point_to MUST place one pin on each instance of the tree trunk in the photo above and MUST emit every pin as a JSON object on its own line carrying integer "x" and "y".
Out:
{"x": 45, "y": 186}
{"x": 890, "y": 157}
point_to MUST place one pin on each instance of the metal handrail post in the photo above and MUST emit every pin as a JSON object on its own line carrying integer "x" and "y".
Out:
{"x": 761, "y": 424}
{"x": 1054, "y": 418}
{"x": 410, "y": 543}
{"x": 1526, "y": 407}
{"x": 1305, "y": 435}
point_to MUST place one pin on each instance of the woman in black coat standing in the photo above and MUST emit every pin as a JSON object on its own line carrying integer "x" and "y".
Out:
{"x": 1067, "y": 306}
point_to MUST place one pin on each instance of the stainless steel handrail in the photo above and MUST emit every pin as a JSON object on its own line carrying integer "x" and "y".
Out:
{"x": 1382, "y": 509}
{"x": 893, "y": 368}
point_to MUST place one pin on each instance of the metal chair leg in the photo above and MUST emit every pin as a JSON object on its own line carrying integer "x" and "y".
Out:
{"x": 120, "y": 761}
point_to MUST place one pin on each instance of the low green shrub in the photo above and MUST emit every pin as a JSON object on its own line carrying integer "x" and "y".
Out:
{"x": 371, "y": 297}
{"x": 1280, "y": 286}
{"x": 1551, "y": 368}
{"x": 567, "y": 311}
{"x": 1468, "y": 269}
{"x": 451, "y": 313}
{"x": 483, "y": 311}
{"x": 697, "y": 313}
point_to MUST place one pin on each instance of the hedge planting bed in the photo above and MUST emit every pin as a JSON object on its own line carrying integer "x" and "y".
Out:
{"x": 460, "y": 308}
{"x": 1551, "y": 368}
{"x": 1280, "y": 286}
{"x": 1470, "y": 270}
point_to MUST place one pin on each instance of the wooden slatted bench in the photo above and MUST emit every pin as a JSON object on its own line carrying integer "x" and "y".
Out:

▶ [Task prompt] Can you copy out every line of the listing above, word for word and without changing anything?

▶ [Output for this exercise]
point_to MUST place one pin on each instance of the tree trunk in the photo above and MUST emit every pin as a JSON object on its own line carrying integer "x" and "y".
Out:
{"x": 45, "y": 186}
{"x": 890, "y": 157}
point_to MUST place one pin on each instance of the metal handrail post in the photo above and MUST emit every pin as a JSON object on its own line carrying integer "x" and "y".
Out:
{"x": 761, "y": 424}
{"x": 1054, "y": 418}
{"x": 410, "y": 543}
{"x": 1526, "y": 407}
{"x": 1305, "y": 435}
point_to MUST place one pin on each instance of the woman in black coat standing in the photo above and MUST emit every pin as a JSON object on its own line carrying integer "x" and "y".
Out:
{"x": 1067, "y": 306}
point_to MUST place one pin on each instance of the stainless steel handrail in the photo above and MUST emit every pin as a JSON object on its own line carrying integer "x" and "y".
Out:
{"x": 1382, "y": 509}
{"x": 893, "y": 368}
point_to MUST place one pin on each instance of the metal chair leg in the photo above and MUST emit every pin as a JSON object on its own line carrying integer "x" and "y".
Out:
{"x": 120, "y": 761}
point_to MUST place one pin on each instance of the low green shrub in the photo above and MUST emit every pin as a JSON object on its own line carrying integer "x" and "y".
Out:
{"x": 371, "y": 297}
{"x": 1280, "y": 286}
{"x": 1551, "y": 368}
{"x": 567, "y": 311}
{"x": 1468, "y": 269}
{"x": 451, "y": 313}
{"x": 483, "y": 311}
{"x": 697, "y": 313}
point_to MUST place one pin on each instance of the hedge planting bed in the photo above and MUST emit every pin as a JSON object on its own line carrying integer "x" and "y".
Out:
{"x": 460, "y": 308}
{"x": 1551, "y": 368}
{"x": 1280, "y": 286}
{"x": 1470, "y": 270}
point_to MUST place one pin on each instance of the wooden slatted bench in the photo above and MUST emit every pin as a JSON object on its own line carrying integer "x" and "y".
Out:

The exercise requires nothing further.